### EXERCISE TASK
Reproduce the listing below verbatim.

### EXERCISE INPUTS
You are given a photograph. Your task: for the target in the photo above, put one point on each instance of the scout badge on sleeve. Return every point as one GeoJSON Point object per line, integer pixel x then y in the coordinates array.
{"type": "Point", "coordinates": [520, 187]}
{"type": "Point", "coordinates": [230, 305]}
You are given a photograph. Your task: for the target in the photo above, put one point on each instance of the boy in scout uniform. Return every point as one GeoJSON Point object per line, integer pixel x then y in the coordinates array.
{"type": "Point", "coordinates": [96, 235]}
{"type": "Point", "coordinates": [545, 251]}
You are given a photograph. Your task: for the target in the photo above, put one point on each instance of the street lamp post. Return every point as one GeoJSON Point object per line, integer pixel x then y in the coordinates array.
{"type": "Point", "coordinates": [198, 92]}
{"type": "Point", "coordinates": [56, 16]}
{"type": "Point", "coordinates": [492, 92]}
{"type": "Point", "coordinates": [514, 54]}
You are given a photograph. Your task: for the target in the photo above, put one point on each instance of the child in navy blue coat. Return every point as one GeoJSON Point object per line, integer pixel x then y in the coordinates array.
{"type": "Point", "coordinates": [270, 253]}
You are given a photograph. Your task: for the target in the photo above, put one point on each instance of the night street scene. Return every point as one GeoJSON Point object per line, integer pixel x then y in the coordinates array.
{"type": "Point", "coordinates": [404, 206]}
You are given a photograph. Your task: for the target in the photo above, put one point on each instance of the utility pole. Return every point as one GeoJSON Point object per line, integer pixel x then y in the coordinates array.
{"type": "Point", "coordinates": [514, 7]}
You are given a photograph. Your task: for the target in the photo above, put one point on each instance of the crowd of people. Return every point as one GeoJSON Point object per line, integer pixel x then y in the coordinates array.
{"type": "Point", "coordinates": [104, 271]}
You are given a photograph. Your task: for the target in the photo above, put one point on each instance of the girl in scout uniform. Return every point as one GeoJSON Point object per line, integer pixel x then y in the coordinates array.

### TASK RESPONSE
You are given a photograph. Your task: for the target in the photo above, put one point on each instance of the scout badge on sleeve. Return every point as one GeoJSON Point object per line, integer pixel x then y in the coordinates array.
{"type": "Point", "coordinates": [520, 187]}
{"type": "Point", "coordinates": [230, 305]}
You are given a photograph. Your task: for the target in the photo above, put one point on each instance of the boy in scout uniform. Return every point as one GeoJSON Point object per line, integer pixel x then y in the coordinates array.
{"type": "Point", "coordinates": [96, 235]}
{"type": "Point", "coordinates": [545, 251]}
You are given a photograph. Your task: for the target in the photo above, put one point on each instance of the street lamp post. Return every point as one GeoJSON Point object per line, integer pixel x then y in the coordinates array.
{"type": "Point", "coordinates": [198, 92]}
{"type": "Point", "coordinates": [56, 16]}
{"type": "Point", "coordinates": [492, 92]}
{"type": "Point", "coordinates": [514, 54]}
You are given a photograph. Your task: for the target in the photo above, put one point on each instance of the child in navy blue coat. Return every point as one GeoJSON Point object per line, integer pixel x then y in the coordinates array.
{"type": "Point", "coordinates": [270, 253]}
You are given a photograph. Your task: for the target in the photo above, put one point on each instance of the night street scene. Return every point as one GeoJSON Point object per line, integer pixel x then y in the coordinates array.
{"type": "Point", "coordinates": [404, 206]}
You are given a photograph. Your task: for the target in the photo above, put one point on each instance of the utility pole. Return every point as one GeoJSON Point object per line, integer pixel x then y in the coordinates array.
{"type": "Point", "coordinates": [514, 7]}
You are given a photograph. Your task: for the target in the photo above, put one point on each instance of the crowd of people. Return every point as one GeoJSON Point object per line, integer pixel x then y in the coordinates array.
{"type": "Point", "coordinates": [104, 271]}
You are given a photograph. Your task: for the target in the photo above, put one point on each instance of the girl in scout uniform. Return every point as one GeoJSON Point object per line, integer pixel x then y in the coordinates array.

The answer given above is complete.